PROBLEM: Show each line in the material below that includes the string "block".

Stored items:

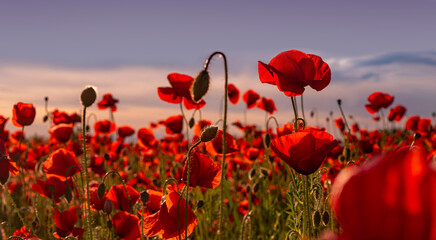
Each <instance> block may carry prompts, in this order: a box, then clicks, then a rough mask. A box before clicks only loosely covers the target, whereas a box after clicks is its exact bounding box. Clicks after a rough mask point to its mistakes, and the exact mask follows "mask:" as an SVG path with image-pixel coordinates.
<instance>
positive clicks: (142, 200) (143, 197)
mask: <svg viewBox="0 0 436 240" xmlns="http://www.w3.org/2000/svg"><path fill="white" fill-rule="evenodd" d="M149 196H150V194H148V192H147V191H142V192H141V193H140V194H139V198H140V199H141V202H142V204H144V205H145V204H146V203H147V202H148V197H149Z"/></svg>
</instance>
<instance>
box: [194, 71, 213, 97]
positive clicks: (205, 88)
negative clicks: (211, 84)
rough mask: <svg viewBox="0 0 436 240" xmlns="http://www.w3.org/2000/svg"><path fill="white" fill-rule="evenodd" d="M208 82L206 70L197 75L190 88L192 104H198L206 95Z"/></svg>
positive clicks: (207, 77)
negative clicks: (192, 101) (200, 100)
mask: <svg viewBox="0 0 436 240" xmlns="http://www.w3.org/2000/svg"><path fill="white" fill-rule="evenodd" d="M209 80H210V77H209V72H208V71H207V70H203V71H201V72H200V73H199V74H198V75H197V77H196V78H195V80H194V82H193V83H192V86H191V97H192V100H194V102H196V103H198V102H199V101H200V100H201V99H202V98H203V96H204V95H206V93H207V90H209Z"/></svg>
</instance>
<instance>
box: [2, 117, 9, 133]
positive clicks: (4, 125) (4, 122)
mask: <svg viewBox="0 0 436 240" xmlns="http://www.w3.org/2000/svg"><path fill="white" fill-rule="evenodd" d="M8 120H9V118H5V117H3V116H2V115H0V132H3V131H4V130H5V125H6V122H8Z"/></svg>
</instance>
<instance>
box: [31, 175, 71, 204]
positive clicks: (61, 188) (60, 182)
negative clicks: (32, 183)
mask: <svg viewBox="0 0 436 240" xmlns="http://www.w3.org/2000/svg"><path fill="white" fill-rule="evenodd" d="M68 184H69V182H68ZM51 186H53V187H51ZM51 188H53V189H54V191H53V192H51ZM66 188H67V182H66V181H63V180H62V179H60V178H59V177H57V176H54V175H52V176H49V177H48V178H47V179H46V180H45V181H41V180H39V179H38V180H36V183H34V184H33V185H32V190H33V191H35V192H37V193H39V194H41V196H43V197H46V198H51V199H53V201H55V202H56V203H59V202H60V201H61V200H60V197H62V196H63V195H64V194H65V189H66ZM53 189H52V190H53Z"/></svg>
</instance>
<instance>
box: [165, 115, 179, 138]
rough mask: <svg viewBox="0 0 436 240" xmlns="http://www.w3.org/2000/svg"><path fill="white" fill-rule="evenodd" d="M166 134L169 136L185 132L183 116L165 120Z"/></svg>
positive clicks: (178, 115) (174, 117) (171, 116)
mask: <svg viewBox="0 0 436 240" xmlns="http://www.w3.org/2000/svg"><path fill="white" fill-rule="evenodd" d="M165 127H166V129H165V132H166V133H167V134H175V133H181V132H182V130H183V116H182V115H176V116H171V117H169V118H167V119H166V120H165Z"/></svg>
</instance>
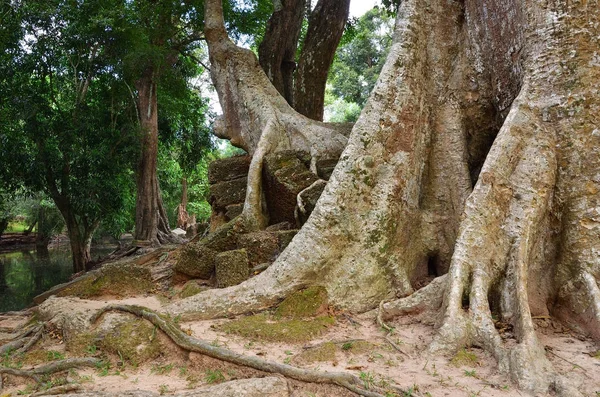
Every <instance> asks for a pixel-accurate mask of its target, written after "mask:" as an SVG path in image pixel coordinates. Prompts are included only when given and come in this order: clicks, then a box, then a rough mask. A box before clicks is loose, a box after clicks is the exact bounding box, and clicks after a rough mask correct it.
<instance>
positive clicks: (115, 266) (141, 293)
mask: <svg viewBox="0 0 600 397" xmlns="http://www.w3.org/2000/svg"><path fill="white" fill-rule="evenodd" d="M151 280H152V276H151V274H150V269H148V268H144V267H139V266H132V265H127V264H119V265H118V266H110V267H105V268H103V269H102V270H101V271H100V272H99V274H98V275H97V276H96V277H88V278H84V279H82V280H81V281H79V282H77V283H75V284H73V285H71V286H69V287H67V288H65V289H64V290H62V291H60V292H59V294H58V296H77V297H80V298H91V297H97V296H102V295H115V296H119V297H122V296H129V295H140V294H145V293H149V292H151V291H153V290H154V288H155V286H154V283H152V281H151Z"/></svg>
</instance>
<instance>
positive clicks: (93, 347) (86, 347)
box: [66, 332, 102, 357]
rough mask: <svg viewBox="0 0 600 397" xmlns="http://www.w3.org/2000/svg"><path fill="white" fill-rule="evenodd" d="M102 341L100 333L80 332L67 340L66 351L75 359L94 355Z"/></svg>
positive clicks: (101, 338) (73, 335)
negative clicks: (78, 357)
mask: <svg viewBox="0 0 600 397" xmlns="http://www.w3.org/2000/svg"><path fill="white" fill-rule="evenodd" d="M101 340H102V337H100V336H99V335H98V333H95V332H80V333H77V334H75V335H73V336H72V337H70V338H68V339H66V342H67V347H66V349H67V351H68V352H69V353H71V355H72V356H74V357H80V356H86V355H93V354H94V353H95V351H96V349H97V348H98V345H99V344H100V341H101Z"/></svg>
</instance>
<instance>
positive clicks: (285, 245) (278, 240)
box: [275, 229, 298, 252]
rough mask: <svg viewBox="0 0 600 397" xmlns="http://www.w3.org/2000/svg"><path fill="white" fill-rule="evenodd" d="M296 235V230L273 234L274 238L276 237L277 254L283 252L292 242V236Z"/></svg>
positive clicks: (297, 231)
mask: <svg viewBox="0 0 600 397" xmlns="http://www.w3.org/2000/svg"><path fill="white" fill-rule="evenodd" d="M297 233H298V230H296V229H292V230H280V231H277V232H275V236H276V237H277V241H278V243H279V252H283V250H284V249H285V248H286V247H287V246H288V245H289V244H290V243H291V242H292V239H293V238H294V236H295V235H296V234H297Z"/></svg>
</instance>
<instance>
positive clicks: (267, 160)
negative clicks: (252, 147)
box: [263, 150, 318, 224]
mask: <svg viewBox="0 0 600 397" xmlns="http://www.w3.org/2000/svg"><path fill="white" fill-rule="evenodd" d="M263 176H264V181H265V196H266V200H267V208H268V209H269V216H270V219H271V222H272V223H280V222H290V223H293V224H295V222H296V220H295V218H294V209H295V208H296V196H297V195H298V193H300V192H301V191H302V190H303V189H305V188H307V187H308V186H310V185H311V184H312V183H313V182H315V181H316V180H318V177H317V176H316V175H315V174H313V173H312V172H310V171H309V170H308V167H307V166H306V165H305V164H304V163H303V162H302V161H301V160H299V159H298V157H297V153H296V152H295V151H291V150H288V151H281V152H276V153H272V154H269V155H267V156H265V161H264V168H263Z"/></svg>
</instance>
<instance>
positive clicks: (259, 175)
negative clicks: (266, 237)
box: [241, 119, 278, 231]
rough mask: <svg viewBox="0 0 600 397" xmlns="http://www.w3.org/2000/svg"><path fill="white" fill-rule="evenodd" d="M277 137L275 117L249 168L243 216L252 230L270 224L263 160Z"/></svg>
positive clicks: (277, 135) (242, 216)
mask: <svg viewBox="0 0 600 397" xmlns="http://www.w3.org/2000/svg"><path fill="white" fill-rule="evenodd" d="M277 137H278V134H277V126H276V123H275V121H274V120H273V119H270V120H269V121H268V122H267V124H266V125H265V128H264V129H263V131H262V134H261V135H260V140H259V142H258V145H257V147H256V151H255V152H254V155H253V156H252V161H251V162H250V168H249V169H248V183H247V188H246V199H245V201H244V209H243V210H242V215H241V218H243V219H244V222H245V224H246V227H247V228H248V229H249V230H250V231H253V230H262V229H264V228H265V227H266V226H267V224H268V217H267V215H266V213H267V212H266V210H265V203H264V199H263V196H264V194H263V190H262V169H263V160H264V158H265V156H266V155H267V154H269V153H270V152H271V151H272V150H273V149H274V148H273V142H272V141H276V139H277Z"/></svg>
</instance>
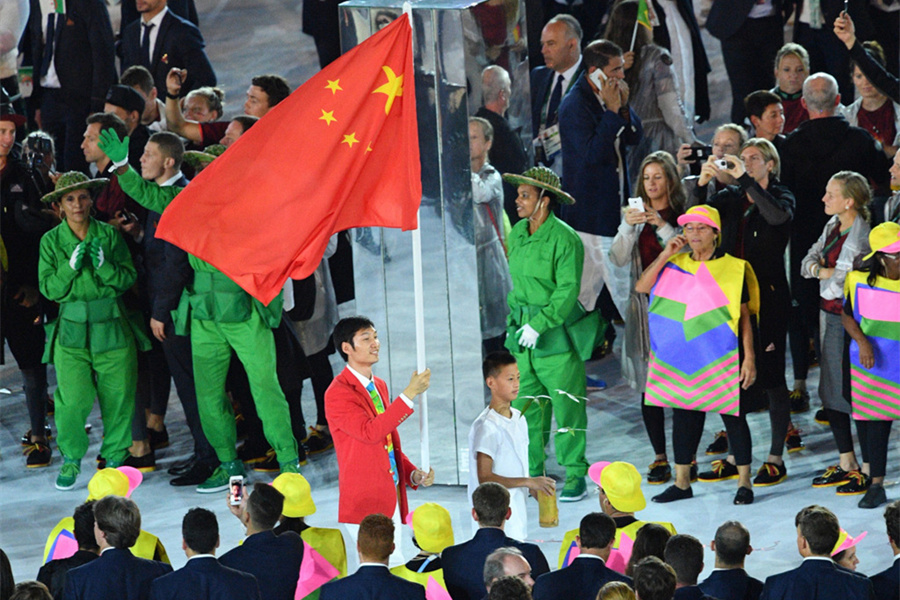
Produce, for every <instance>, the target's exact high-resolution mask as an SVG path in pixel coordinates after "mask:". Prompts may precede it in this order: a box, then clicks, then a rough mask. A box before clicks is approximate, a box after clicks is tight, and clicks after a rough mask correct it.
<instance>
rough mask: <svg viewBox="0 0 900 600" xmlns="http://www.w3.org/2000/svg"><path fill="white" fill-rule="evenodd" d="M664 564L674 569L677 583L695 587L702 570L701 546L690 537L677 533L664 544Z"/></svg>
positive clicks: (681, 533) (694, 540) (694, 539)
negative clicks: (669, 566)
mask: <svg viewBox="0 0 900 600" xmlns="http://www.w3.org/2000/svg"><path fill="white" fill-rule="evenodd" d="M665 556H666V562H667V563H669V564H670V565H671V566H672V568H673V569H675V576H676V577H677V578H678V583H686V584H688V585H696V583H697V576H698V575H700V571H702V570H703V544H701V543H700V540H698V539H697V538H695V537H694V536H692V535H687V534H684V533H679V534H677V535H673V536H672V537H670V538H669V541H668V542H666V555H665Z"/></svg>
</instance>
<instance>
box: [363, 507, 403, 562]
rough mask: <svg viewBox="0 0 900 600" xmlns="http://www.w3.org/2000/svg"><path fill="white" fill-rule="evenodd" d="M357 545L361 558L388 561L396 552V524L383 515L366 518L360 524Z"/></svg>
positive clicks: (382, 560) (388, 517)
mask: <svg viewBox="0 0 900 600" xmlns="http://www.w3.org/2000/svg"><path fill="white" fill-rule="evenodd" d="M357 544H358V546H359V553H360V556H365V557H366V558H367V559H369V560H378V561H387V560H388V559H389V558H390V557H391V553H392V552H393V551H394V522H393V521H392V520H391V519H390V518H389V517H386V516H384V515H381V514H377V515H368V516H366V517H365V518H364V519H363V520H362V521H361V522H360V524H359V534H358V536H357Z"/></svg>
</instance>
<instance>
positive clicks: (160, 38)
mask: <svg viewBox="0 0 900 600" xmlns="http://www.w3.org/2000/svg"><path fill="white" fill-rule="evenodd" d="M141 33H142V27H141V20H140V19H138V20H137V21H135V22H133V23H131V24H130V25H128V26H127V27H126V28H125V30H124V31H123V32H122V45H121V49H122V71H123V72H124V71H125V69H127V68H128V67H130V66H131V65H139V64H141V58H140V57H141ZM204 47H205V43H204V42H203V35H202V34H201V33H200V30H199V29H197V26H196V25H194V24H193V23H191V22H190V21H188V20H187V19H182V18H181V17H179V16H178V15H176V14H175V13H173V12H172V11H171V10H170V11H168V12H167V13H166V16H164V17H163V20H162V23H160V25H159V33H158V34H157V36H156V43H155V44H154V46H153V56H151V57H150V66H149V69H150V73H152V74H153V81H155V82H156V89H157V91H158V93H159V97H160V98H165V96H166V75H168V74H169V69H171V68H172V67H178V68H179V69H187V71H188V76H187V79H185V81H184V84H183V85H182V86H181V94H182V95H184V94H187V93H188V92H189V91H191V90H193V89H196V88H198V87H202V86H204V85H216V74H215V72H213V68H212V65H211V64H209V58H207V56H206V51H205V50H204V49H203V48H204Z"/></svg>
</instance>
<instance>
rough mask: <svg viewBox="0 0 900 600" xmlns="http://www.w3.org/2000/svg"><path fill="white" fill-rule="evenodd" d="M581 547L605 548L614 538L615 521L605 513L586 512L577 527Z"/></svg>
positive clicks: (582, 517)
mask: <svg viewBox="0 0 900 600" xmlns="http://www.w3.org/2000/svg"><path fill="white" fill-rule="evenodd" d="M578 535H579V536H580V537H581V547H582V548H595V549H597V550H600V549H602V548H606V547H607V546H609V544H610V543H611V542H612V541H613V540H614V539H616V522H615V521H614V520H613V518H612V517H610V516H609V515H608V514H606V513H601V512H596V513H588V514H586V515H585V516H584V517H582V519H581V525H579V527H578Z"/></svg>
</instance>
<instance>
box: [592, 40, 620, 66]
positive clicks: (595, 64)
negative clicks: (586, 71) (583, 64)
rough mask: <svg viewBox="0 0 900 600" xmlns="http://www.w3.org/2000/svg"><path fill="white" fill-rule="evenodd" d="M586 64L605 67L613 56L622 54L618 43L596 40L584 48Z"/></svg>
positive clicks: (594, 65)
mask: <svg viewBox="0 0 900 600" xmlns="http://www.w3.org/2000/svg"><path fill="white" fill-rule="evenodd" d="M583 56H584V66H585V68H587V67H597V68H598V69H603V68H604V67H606V65H608V64H609V61H611V60H612V59H613V58H615V57H617V56H622V49H621V48H619V46H618V44H615V43H613V42H610V41H609V40H595V41H593V42H591V43H590V44H588V45H587V47H586V48H585V49H584V55H583Z"/></svg>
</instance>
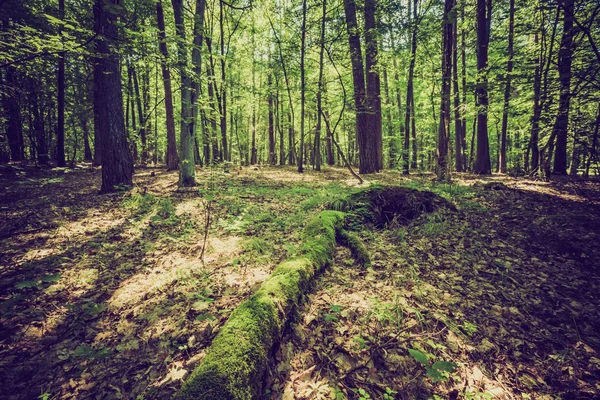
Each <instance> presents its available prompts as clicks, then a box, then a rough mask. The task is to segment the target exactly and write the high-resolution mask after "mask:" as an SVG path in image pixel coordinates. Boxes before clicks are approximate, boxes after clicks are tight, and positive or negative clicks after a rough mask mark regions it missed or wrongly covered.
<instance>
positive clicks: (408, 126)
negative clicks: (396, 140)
mask: <svg viewBox="0 0 600 400" xmlns="http://www.w3.org/2000/svg"><path fill="white" fill-rule="evenodd" d="M408 1H409V3H408V7H409V11H408V13H409V14H410V9H411V3H410V0H408ZM417 4H418V1H417V0H414V2H413V4H412V5H413V7H412V10H413V15H412V17H409V18H412V21H411V23H412V34H411V46H410V64H409V67H408V83H407V85H406V121H405V127H406V131H405V132H404V163H403V165H402V173H403V174H405V175H407V174H408V170H409V159H410V137H411V130H412V128H414V127H415V123H414V122H415V116H414V76H415V62H416V58H417V33H418V24H417ZM412 137H413V147H415V145H416V140H415V139H416V132H412ZM413 153H415V154H413V159H414V160H416V151H413ZM414 164H416V162H414ZM414 167H415V168H416V165H415V166H414Z"/></svg>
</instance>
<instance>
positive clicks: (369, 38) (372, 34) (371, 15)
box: [365, 0, 383, 171]
mask: <svg viewBox="0 0 600 400" xmlns="http://www.w3.org/2000/svg"><path fill="white" fill-rule="evenodd" d="M376 13H377V6H376V0H365V68H366V80H367V106H368V107H369V114H370V120H371V123H370V126H371V135H370V136H371V138H370V141H372V143H373V144H372V145H373V147H374V151H375V167H376V171H379V170H382V169H383V132H382V118H381V80H380V78H379V72H378V70H377V64H378V60H377V57H378V49H377V35H378V33H377V22H376V19H375V16H376Z"/></svg>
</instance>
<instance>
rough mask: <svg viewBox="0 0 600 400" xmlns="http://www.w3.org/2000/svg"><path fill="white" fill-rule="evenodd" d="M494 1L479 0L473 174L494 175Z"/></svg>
mask: <svg viewBox="0 0 600 400" xmlns="http://www.w3.org/2000/svg"><path fill="white" fill-rule="evenodd" d="M491 17H492V0H477V97H476V98H477V157H476V159H475V167H474V168H473V172H475V173H476V174H480V175H487V174H491V173H492V165H491V161H490V146H489V139H488V129H487V122H488V70H487V69H488V45H489V43H490V25H491Z"/></svg>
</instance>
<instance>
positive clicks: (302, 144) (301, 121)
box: [298, 0, 308, 173]
mask: <svg viewBox="0 0 600 400" xmlns="http://www.w3.org/2000/svg"><path fill="white" fill-rule="evenodd" d="M306 3H307V0H302V32H301V40H300V43H301V45H300V148H299V150H298V172H300V173H302V172H304V135H305V132H304V123H305V121H304V120H305V115H304V114H305V108H306V71H305V68H304V64H305V58H306V13H307V7H308V6H307V4H306Z"/></svg>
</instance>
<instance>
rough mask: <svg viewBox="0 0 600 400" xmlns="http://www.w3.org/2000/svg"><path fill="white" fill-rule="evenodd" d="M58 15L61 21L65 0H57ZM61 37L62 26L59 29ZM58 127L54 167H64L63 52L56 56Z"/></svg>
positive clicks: (63, 86) (63, 71)
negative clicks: (57, 166) (56, 64)
mask: <svg viewBox="0 0 600 400" xmlns="http://www.w3.org/2000/svg"><path fill="white" fill-rule="evenodd" d="M58 14H59V18H60V19H61V20H64V18H65V0H58ZM59 35H60V36H62V26H61V28H59ZM57 87H58V94H57V97H58V99H57V100H58V126H57V129H56V165H57V166H58V167H64V166H65V165H66V162H65V52H64V51H63V52H60V53H59V55H58V82H57Z"/></svg>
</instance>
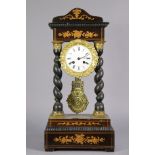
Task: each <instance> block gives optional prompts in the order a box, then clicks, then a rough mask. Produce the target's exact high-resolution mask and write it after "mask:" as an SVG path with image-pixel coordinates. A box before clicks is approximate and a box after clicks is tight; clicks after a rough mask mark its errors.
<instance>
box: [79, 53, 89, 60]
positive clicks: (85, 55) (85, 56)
mask: <svg viewBox="0 0 155 155" xmlns="http://www.w3.org/2000/svg"><path fill="white" fill-rule="evenodd" d="M87 55H88V53H86V54H85V56H83V57H79V60H80V59H83V58H85V57H86V56H87Z"/></svg>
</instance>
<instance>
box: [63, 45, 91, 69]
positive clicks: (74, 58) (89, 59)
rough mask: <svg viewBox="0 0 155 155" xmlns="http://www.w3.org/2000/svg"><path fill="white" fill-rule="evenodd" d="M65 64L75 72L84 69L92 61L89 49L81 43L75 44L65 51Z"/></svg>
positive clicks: (88, 64)
mask: <svg viewBox="0 0 155 155" xmlns="http://www.w3.org/2000/svg"><path fill="white" fill-rule="evenodd" d="M65 59H66V64H67V66H68V67H69V68H70V69H71V70H73V71H75V72H84V71H86V70H87V69H88V68H89V67H90V65H91V63H92V55H91V52H90V51H89V49H88V48H87V47H85V46H83V45H75V46H72V47H71V48H69V50H68V52H67V53H66V57H65Z"/></svg>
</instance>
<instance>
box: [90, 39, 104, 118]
mask: <svg viewBox="0 0 155 155" xmlns="http://www.w3.org/2000/svg"><path fill="white" fill-rule="evenodd" d="M103 44H104V42H96V43H95V48H96V50H97V53H98V57H99V60H98V64H97V66H96V68H95V72H96V74H95V77H94V81H95V83H96V86H95V89H94V91H95V94H96V101H97V102H96V103H95V110H94V113H93V115H94V116H101V117H102V116H104V115H105V113H104V104H103V102H102V100H103V99H104V93H103V91H102V89H103V87H104V82H103V80H102V77H103V74H104V71H103V69H102V66H103V58H102V57H101V56H102V53H103Z"/></svg>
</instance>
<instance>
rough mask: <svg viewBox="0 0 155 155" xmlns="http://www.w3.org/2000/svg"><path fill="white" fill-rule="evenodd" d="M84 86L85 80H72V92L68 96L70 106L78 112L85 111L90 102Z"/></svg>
mask: <svg viewBox="0 0 155 155" xmlns="http://www.w3.org/2000/svg"><path fill="white" fill-rule="evenodd" d="M83 87H84V82H83V81H81V79H80V78H75V81H72V90H71V94H70V95H69V96H68V98H67V102H68V107H69V108H70V109H71V110H72V111H73V112H74V113H76V114H78V113H80V112H83V111H85V110H86V108H87V105H88V103H89V102H88V99H87V97H86V95H85V94H84V88H83Z"/></svg>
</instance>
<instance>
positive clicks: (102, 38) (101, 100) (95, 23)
mask: <svg viewBox="0 0 155 155" xmlns="http://www.w3.org/2000/svg"><path fill="white" fill-rule="evenodd" d="M108 24H109V23H108V22H103V19H102V18H101V17H97V16H92V15H90V14H88V13H87V12H86V11H84V10H83V9H80V8H74V9H73V10H71V11H70V12H69V13H68V14H66V15H64V16H58V17H55V18H53V21H52V22H51V23H49V27H50V28H51V29H53V52H54V54H55V58H54V67H53V72H54V78H53V83H54V89H53V94H54V97H55V103H54V105H53V112H52V113H51V115H50V116H49V118H48V123H47V126H46V128H45V131H44V148H45V151H54V150H66V149H67V150H68V149H71V150H105V151H114V147H115V140H114V139H115V136H114V130H113V128H112V126H111V121H110V118H109V117H108V115H107V114H105V111H104V104H103V103H102V100H103V98H104V93H103V91H102V89H103V87H104V82H103V80H102V77H103V69H102V65H103V58H102V57H101V56H102V53H103V45H104V42H105V41H104V29H105V27H106V26H107V25H108ZM75 39H82V40H86V41H91V42H93V43H94V46H95V49H96V51H97V53H98V57H99V59H98V64H97V66H96V68H95V72H96V74H95V77H94V81H95V83H96V86H95V89H94V90H95V94H96V100H97V102H96V103H95V108H94V113H93V114H85V115H84V114H64V112H63V105H62V103H61V99H62V97H63V95H62V93H61V89H62V82H61V78H62V70H61V64H60V61H59V59H60V53H61V51H62V43H63V42H69V41H72V40H75Z"/></svg>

WRITTEN RESPONSE:
Each <instance> block may carry prompts, in this order: a box, then clicks, then a rough mask. A box before clicks only loosely covers the target, whereas a box after clicks is its exact bounding box. Clicks after a rough mask point to its mistakes, and the exact mask follows "mask:" as an SVG path with image-pixel coordinates.
Task: each <instance> block gives optional prompts in the order a box, then clicks, then a rough mask. Produce the target's exact high-resolution mask and write it after "mask:" as an SVG path with image-pixel coordinates. A box before clicks is approximate and a box after clicks is tight; clicks after a rough mask mark its errors.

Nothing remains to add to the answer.